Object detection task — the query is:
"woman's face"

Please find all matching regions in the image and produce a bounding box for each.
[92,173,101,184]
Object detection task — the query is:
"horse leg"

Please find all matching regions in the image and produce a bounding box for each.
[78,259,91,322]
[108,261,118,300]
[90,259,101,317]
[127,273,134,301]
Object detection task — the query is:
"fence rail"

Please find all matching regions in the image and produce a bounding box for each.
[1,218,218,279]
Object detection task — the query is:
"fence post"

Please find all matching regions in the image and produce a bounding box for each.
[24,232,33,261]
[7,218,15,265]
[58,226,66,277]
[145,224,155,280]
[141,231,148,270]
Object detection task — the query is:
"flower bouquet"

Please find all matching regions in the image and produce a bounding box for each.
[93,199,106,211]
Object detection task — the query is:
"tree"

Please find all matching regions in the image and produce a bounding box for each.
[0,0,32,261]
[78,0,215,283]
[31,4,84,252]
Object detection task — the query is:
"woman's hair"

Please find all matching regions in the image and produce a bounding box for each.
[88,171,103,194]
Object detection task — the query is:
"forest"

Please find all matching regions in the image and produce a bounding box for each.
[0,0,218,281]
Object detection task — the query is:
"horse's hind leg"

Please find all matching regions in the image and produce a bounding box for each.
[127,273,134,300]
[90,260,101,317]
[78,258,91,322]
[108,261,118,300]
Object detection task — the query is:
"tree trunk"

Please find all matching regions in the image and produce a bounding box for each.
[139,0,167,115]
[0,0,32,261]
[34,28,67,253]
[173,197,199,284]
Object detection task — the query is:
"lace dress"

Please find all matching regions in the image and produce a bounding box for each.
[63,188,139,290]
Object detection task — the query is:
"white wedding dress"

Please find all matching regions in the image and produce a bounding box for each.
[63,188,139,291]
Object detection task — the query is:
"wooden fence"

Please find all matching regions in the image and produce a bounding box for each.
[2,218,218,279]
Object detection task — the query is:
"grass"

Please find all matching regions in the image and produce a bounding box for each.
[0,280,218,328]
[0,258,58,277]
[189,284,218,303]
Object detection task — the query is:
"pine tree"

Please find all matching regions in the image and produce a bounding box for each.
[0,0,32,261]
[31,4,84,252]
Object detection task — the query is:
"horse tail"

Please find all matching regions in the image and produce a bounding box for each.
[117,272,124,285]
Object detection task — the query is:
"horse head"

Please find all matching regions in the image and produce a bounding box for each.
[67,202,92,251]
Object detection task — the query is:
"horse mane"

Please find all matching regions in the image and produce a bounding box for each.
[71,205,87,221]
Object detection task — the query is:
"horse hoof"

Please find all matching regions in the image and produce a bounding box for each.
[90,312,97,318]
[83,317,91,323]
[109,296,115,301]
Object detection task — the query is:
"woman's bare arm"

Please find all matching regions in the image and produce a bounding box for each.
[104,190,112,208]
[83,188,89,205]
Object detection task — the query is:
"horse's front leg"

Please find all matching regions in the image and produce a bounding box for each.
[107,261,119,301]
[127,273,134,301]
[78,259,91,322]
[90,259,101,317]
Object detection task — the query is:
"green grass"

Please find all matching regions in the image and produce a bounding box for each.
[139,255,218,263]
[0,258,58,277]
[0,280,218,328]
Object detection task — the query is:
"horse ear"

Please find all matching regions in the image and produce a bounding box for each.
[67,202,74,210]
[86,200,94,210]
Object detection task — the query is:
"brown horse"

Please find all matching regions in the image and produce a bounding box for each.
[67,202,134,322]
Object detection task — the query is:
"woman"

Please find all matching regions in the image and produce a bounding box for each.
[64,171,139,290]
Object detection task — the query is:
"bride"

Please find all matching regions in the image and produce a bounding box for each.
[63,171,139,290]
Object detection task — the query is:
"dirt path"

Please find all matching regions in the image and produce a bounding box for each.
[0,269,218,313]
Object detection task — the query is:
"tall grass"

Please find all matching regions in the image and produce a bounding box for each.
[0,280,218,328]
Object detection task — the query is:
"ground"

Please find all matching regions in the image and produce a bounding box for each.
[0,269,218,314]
────────
## Problem to solve
Reproduce every line of the material from its opening line through the line containing "[0,0,218,281]", both ends included, and shift each bounding-box coordinate up by 145. Leave all other lines as they are.

## Written solution
Object detection task — the query is:
"woman's face"

Please find all matching regions in the image and produce a bounding box for each.
[237,318,246,329]
Object detection task — the query is:
"horse leg"

Please find all matching regions in the image and produce a bounding box for each.
[223,404,236,467]
[253,406,263,445]
[235,404,246,462]
[272,418,279,446]
Object detection task — the query is:
"fence rail"

Please find all matching regions in the image and produce a bounding box for each.
[146,363,363,424]
Object detection task — the query is:
"fence post"

Please find all matching regions in the image and produce a bounding box for each.
[169,377,178,406]
[152,363,160,410]
[203,371,211,422]
[290,369,300,425]
[286,376,293,415]
Object detection task — the query is:
"flower bouquet"

Please find all matching regions in the image and produce a bounding box for each.
[238,344,251,356]
Object detection task — the query is:
"tree"

Please find all matching regions in the image and produce a bounding box for each.
[145,145,177,406]
[223,145,360,428]
[176,149,229,397]
Object detection task — the query is:
"woman's hair"

Please find all matching regions in the image and produce a bounding box for each.
[233,316,248,339]
Object detection task — the query is:
"forest"

Please find all matching regions in the image and produce a bounding box for each.
[145,145,363,426]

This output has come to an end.